Text:
==========

This will continue to grow though as we expand on functionality, so keep checking back for this list!

> :warning: Don't see something you want in the list? Submit a [Feature Request](https://github.com/dreulavelle/rank-torrent-name/issues/new?assignees=dreulavelle&labels=kind%2Ffeature%2Cstatus%2Ftriage&projects=&template=---feature-request.yml) to have it added!

## Performance Benchmarks

Here, we dive into the heart of RTN's efficiency, showcasing how it performs under various loads. Whether you're parsing a single title or ranking thousands, understanding these benchmarks will help you optimize your use of RTN.

### Benchmark Categories

We categorize benchmarks into two main processes:
- **Parsing**: Measures the time to parse a title and return a `ParsedData` object.
- **Ranking**: A comprehensive process that includes parsing and then evaluates the title based on defined criteria. This represents a more "real-world" scenario and is crucial for developers looking to integrate RTN effectively.

==========

Dataset content:

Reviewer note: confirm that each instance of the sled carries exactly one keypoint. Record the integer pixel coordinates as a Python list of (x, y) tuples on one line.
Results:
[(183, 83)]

==========

Direction 1: Reproduce the RTN benchmarks text starting at "- **Ranking**: A" and ending at "integrate RTN effectively.".
Direction 2: In the RTN benchmarks text, what does the Parsing benchmark measure?
Direction 3: Based on the RTN benchmarks text, explain in one to three sentences why the Ranking benchmark is said to represent a more "real-world" scenario than Parsing.
The material is separate from the RTN benchmarks text.

Exercise result 1:
- **Ranking**: A comprehensive process that includes parsing and then evaluates the title based on defined criteria. This represents a more "real-world" scenario and is crucial for developers looking to integrate RTN effectively.

Exercise result 2: The time to parse a title and return a `ParsedData` object.

Exercise result 3: Ranking is a comprehensive process: it parses a title and then evaluates it against defined criteria. Because it covers this full sequence, it reflects a more realistic use and is crucial for developers integrating RTN.